Request:
Pick out every line of the material below that contains the string "capitol", matching case exactly, and copy those lines.

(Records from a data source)
+ + + + +

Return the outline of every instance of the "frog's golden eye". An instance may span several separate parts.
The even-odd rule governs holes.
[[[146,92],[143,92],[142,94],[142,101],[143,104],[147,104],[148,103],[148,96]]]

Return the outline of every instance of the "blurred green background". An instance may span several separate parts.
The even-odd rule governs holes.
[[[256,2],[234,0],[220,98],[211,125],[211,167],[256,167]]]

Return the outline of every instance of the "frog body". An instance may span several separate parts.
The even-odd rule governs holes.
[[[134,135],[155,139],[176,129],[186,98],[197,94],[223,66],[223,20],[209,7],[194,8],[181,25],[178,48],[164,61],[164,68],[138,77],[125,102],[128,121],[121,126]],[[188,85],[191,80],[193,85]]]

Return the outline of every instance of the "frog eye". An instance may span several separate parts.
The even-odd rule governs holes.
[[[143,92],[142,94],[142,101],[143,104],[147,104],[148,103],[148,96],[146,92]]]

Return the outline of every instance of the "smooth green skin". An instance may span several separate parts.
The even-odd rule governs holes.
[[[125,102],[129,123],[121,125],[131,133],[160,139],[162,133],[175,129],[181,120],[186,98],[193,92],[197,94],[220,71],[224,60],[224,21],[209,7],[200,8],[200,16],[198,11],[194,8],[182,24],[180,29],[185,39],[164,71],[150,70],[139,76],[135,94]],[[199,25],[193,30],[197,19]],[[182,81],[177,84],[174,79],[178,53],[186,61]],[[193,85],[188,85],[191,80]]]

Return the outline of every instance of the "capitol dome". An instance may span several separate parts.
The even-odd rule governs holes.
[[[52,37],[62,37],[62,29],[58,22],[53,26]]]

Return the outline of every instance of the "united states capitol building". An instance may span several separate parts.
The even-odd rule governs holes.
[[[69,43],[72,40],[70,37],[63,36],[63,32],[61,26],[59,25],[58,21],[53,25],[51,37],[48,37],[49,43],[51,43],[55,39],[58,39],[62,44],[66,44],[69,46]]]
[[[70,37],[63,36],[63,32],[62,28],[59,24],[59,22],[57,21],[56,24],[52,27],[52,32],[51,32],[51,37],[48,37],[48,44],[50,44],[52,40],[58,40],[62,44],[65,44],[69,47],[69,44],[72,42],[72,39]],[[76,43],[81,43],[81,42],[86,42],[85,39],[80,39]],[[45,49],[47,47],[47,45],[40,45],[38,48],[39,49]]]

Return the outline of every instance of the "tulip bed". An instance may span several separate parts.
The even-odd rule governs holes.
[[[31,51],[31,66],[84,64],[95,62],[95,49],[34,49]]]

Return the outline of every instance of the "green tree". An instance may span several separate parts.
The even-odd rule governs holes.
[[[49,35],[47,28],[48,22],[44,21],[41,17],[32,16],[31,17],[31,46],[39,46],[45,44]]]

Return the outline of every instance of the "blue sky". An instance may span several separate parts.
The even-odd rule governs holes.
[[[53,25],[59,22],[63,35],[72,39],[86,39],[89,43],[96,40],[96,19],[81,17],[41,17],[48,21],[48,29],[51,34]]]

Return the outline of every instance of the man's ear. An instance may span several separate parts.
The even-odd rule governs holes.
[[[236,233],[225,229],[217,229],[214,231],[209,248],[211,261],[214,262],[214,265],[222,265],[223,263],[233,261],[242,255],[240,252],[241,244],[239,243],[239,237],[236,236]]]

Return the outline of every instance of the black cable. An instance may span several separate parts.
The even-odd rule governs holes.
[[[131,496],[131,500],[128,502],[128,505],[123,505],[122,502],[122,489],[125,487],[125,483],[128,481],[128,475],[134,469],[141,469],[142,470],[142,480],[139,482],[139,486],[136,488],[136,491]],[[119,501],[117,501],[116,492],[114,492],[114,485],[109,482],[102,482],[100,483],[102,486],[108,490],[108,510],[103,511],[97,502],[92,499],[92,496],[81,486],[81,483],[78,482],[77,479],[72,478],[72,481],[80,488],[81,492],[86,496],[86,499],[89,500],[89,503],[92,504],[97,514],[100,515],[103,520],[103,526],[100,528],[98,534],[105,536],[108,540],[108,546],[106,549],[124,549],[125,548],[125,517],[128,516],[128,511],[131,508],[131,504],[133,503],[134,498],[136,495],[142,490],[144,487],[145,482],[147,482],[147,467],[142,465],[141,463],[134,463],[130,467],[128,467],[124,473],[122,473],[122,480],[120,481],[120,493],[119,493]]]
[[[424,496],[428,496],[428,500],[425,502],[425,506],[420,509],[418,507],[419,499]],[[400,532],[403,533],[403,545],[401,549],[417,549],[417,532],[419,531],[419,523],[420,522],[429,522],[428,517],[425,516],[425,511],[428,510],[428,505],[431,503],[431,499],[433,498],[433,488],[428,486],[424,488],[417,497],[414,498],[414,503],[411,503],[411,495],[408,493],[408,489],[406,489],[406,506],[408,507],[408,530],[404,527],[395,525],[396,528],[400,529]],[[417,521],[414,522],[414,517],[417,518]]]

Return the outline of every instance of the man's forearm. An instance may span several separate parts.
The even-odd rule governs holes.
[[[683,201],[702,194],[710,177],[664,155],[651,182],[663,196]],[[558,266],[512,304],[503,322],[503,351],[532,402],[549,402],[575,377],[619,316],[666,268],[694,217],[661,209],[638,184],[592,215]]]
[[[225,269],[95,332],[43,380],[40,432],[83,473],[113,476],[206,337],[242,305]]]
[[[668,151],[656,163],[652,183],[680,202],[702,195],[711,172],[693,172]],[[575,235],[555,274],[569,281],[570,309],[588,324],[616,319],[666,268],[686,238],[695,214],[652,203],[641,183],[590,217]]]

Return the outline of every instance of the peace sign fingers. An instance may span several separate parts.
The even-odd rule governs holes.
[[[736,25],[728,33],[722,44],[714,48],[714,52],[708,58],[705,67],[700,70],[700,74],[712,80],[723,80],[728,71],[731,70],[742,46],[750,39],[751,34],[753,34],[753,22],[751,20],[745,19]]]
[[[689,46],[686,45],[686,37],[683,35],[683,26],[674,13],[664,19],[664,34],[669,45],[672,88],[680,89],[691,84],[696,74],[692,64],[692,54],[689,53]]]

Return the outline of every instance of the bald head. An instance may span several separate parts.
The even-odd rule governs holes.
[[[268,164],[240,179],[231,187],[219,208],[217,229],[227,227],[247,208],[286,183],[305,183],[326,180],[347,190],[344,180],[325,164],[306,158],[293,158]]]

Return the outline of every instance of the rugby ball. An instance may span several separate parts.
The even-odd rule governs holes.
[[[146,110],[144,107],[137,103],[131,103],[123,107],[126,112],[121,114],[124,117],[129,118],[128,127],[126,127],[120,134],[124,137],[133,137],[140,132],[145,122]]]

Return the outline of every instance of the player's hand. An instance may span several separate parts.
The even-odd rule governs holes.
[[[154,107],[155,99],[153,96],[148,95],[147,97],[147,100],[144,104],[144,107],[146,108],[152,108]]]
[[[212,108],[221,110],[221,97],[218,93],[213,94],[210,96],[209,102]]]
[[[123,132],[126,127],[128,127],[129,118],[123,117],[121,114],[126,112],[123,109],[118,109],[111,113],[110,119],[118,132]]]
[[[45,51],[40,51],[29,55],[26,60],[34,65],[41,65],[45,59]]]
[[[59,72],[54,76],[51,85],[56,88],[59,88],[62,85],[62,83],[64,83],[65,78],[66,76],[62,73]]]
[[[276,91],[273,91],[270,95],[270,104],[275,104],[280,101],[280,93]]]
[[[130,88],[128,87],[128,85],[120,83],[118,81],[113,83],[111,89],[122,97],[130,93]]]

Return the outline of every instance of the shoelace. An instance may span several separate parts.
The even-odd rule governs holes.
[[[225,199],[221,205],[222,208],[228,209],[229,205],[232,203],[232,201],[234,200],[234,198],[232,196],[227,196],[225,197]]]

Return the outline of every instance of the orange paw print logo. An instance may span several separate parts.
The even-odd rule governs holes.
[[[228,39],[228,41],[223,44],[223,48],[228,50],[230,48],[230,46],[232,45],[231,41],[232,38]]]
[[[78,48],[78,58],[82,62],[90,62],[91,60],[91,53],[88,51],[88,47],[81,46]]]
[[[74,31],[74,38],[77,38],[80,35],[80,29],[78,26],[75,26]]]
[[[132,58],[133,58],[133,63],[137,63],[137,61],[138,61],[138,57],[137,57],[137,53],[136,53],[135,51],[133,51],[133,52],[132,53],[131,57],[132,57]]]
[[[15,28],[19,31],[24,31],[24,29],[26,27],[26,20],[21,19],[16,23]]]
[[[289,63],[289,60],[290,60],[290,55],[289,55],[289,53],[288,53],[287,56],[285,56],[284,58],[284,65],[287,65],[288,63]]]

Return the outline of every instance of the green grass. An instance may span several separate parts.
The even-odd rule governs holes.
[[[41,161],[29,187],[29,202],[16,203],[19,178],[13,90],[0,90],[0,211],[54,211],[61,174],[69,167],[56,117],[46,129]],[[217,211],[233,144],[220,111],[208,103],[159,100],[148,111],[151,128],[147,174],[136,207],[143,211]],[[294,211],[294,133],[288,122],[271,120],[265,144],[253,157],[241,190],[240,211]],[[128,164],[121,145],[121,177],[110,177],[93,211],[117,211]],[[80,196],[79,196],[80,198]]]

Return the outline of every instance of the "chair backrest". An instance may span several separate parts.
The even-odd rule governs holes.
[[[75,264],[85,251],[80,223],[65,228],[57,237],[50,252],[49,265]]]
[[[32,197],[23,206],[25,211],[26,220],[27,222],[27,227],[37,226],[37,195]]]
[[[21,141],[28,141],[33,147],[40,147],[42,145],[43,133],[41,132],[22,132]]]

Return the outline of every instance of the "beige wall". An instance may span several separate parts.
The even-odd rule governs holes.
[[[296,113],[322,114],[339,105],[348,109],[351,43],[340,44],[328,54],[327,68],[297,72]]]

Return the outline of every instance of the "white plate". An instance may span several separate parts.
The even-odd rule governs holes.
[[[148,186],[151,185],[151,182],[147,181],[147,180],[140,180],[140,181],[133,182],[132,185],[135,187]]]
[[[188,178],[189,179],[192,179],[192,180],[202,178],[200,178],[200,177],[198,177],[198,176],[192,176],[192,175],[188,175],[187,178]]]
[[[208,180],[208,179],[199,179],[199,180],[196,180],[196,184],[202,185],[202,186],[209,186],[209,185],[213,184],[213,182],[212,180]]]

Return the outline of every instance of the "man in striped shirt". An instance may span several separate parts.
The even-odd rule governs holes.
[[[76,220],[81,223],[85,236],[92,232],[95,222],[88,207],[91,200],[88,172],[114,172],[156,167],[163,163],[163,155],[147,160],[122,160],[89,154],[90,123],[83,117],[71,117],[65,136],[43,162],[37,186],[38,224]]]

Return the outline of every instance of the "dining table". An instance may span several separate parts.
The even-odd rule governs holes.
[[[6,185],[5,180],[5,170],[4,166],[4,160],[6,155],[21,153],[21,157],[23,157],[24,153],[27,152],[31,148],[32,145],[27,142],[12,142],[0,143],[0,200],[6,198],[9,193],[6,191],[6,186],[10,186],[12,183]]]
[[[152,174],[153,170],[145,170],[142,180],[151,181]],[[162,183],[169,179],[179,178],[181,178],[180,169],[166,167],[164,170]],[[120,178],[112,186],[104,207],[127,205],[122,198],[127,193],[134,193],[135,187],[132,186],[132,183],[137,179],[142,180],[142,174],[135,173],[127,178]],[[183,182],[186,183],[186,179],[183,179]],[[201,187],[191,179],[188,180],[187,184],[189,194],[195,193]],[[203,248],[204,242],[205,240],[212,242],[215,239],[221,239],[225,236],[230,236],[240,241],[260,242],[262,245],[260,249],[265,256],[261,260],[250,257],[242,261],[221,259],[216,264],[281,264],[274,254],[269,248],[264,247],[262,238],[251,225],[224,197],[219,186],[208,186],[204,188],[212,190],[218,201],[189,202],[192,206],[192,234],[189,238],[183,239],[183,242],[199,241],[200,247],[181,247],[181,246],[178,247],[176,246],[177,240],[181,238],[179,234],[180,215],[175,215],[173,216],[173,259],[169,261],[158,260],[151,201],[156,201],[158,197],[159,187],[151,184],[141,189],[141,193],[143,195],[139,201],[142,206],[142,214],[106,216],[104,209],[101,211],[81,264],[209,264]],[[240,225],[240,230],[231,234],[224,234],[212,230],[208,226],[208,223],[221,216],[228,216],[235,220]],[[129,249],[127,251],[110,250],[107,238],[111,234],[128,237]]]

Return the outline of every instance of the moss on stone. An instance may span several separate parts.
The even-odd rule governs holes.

+ + + + +

Exercise result:
Return the outline of every instance of the "capitol dome". An instance may span several separate parts.
Return the outline of every instance of the "united states capitol building". An instance may span several separate parts.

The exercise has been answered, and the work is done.